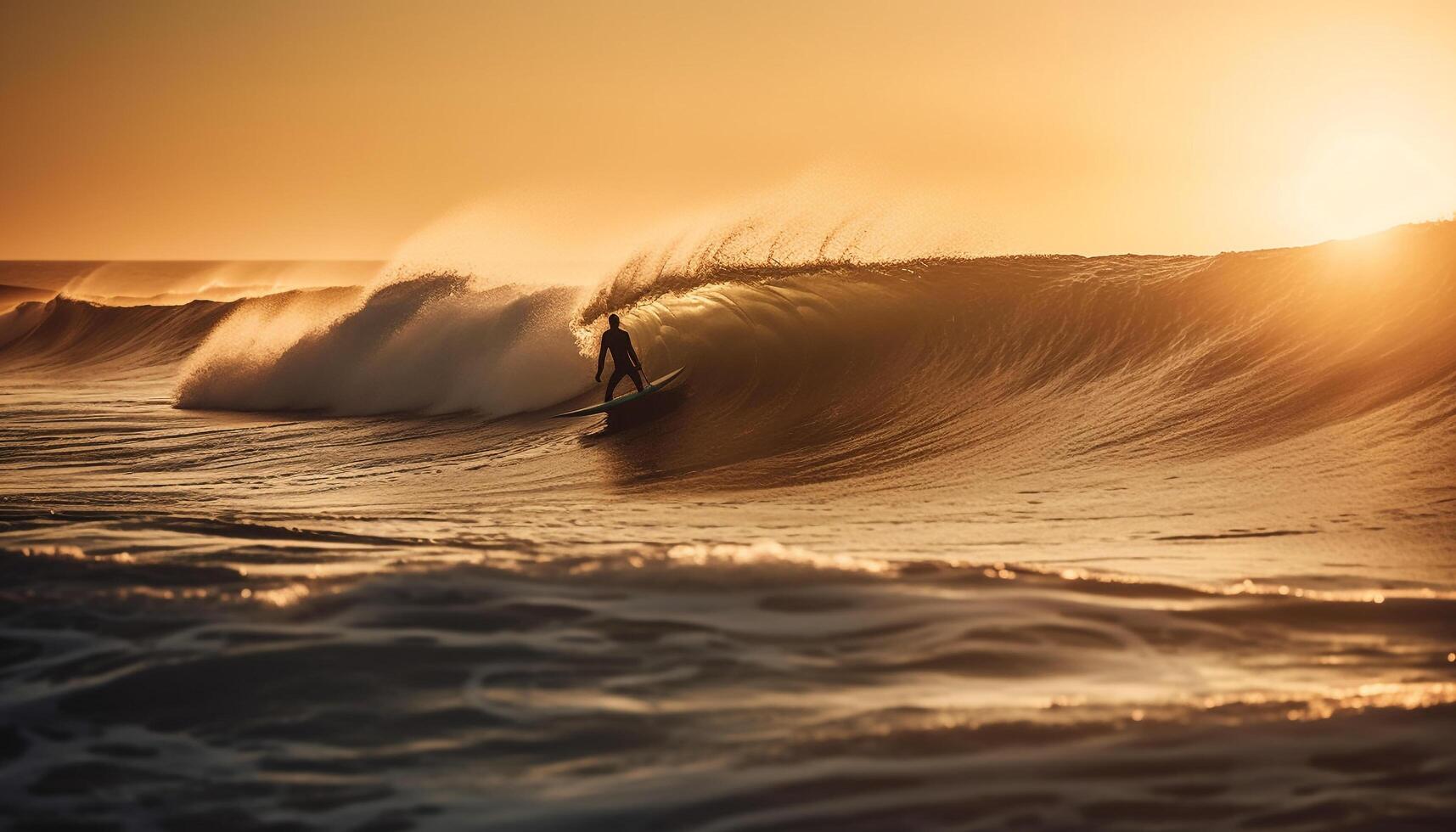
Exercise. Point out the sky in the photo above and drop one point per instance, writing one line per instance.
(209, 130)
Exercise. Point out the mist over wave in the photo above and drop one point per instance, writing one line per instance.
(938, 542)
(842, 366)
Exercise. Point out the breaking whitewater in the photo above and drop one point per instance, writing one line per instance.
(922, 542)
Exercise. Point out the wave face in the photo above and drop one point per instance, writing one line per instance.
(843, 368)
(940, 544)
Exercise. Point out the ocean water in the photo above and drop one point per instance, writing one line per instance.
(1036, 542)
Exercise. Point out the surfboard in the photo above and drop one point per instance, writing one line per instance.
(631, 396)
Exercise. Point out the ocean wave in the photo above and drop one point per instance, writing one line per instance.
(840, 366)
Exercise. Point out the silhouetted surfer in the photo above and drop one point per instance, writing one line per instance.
+ + +
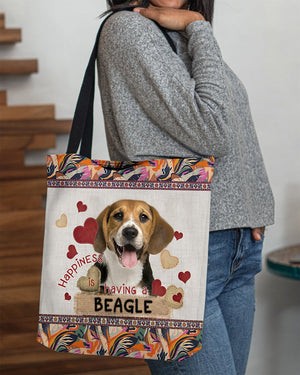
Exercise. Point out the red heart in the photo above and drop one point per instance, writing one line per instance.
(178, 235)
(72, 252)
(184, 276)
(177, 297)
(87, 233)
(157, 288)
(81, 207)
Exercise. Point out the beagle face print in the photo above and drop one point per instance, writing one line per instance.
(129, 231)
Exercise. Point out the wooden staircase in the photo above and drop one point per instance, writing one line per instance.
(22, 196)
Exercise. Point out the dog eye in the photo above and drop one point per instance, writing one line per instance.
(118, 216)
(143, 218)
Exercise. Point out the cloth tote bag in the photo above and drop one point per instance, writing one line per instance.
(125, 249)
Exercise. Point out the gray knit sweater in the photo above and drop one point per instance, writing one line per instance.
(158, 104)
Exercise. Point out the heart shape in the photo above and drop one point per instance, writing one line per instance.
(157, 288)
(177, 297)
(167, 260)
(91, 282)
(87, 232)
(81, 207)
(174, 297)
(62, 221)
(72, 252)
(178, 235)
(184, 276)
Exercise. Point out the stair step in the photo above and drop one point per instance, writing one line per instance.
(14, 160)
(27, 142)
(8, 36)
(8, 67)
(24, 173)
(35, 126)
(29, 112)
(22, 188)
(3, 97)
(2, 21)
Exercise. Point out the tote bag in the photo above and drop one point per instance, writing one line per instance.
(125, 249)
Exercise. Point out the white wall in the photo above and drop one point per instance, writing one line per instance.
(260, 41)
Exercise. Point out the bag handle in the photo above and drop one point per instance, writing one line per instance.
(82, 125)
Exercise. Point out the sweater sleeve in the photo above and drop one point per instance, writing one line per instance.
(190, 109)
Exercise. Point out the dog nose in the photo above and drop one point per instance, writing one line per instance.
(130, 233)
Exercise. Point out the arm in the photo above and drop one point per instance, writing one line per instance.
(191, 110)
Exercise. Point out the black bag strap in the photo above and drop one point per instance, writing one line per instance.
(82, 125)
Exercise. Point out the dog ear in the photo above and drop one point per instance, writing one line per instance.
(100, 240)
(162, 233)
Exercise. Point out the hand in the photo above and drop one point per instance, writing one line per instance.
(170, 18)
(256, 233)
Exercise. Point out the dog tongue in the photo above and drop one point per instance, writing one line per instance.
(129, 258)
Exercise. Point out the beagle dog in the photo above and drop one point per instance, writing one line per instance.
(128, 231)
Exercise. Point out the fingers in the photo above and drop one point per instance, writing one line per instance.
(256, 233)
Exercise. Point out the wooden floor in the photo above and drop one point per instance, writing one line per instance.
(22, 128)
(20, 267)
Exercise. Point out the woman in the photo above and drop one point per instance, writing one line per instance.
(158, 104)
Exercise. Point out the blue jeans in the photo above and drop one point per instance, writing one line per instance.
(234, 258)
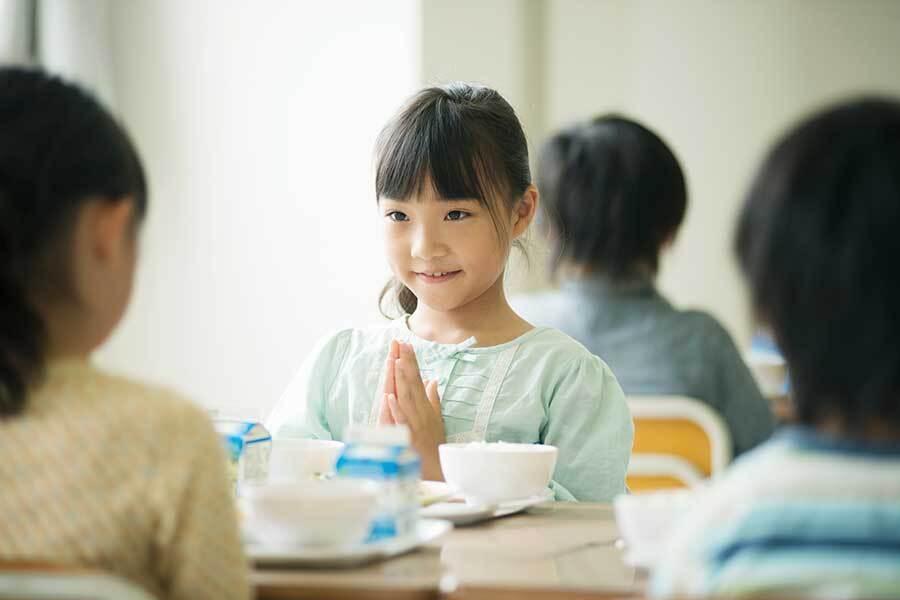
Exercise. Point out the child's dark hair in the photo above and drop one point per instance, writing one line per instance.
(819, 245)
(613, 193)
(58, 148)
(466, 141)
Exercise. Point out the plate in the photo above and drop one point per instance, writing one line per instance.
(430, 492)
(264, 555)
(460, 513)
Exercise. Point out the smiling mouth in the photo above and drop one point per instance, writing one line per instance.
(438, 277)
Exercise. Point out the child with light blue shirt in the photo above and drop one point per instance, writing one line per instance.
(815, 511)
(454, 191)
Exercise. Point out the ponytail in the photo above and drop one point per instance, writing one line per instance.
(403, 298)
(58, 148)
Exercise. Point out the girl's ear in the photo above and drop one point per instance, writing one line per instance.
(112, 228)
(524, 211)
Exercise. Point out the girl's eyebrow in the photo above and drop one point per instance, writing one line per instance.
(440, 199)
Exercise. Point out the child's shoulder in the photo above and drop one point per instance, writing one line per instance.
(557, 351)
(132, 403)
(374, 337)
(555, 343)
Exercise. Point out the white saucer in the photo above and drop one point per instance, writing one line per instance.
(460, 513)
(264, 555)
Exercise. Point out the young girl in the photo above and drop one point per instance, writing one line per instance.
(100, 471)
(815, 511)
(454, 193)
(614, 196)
+ + +
What you should do> List every line in the entries above that contains the word "heart".

Exercise output>
Exercise. Point out the red heart in the photo above and drop one point per instance, writing one line per instance.
Exercise. Point out the heart shape in the photo above and drop one point per instance, writing one line per instance.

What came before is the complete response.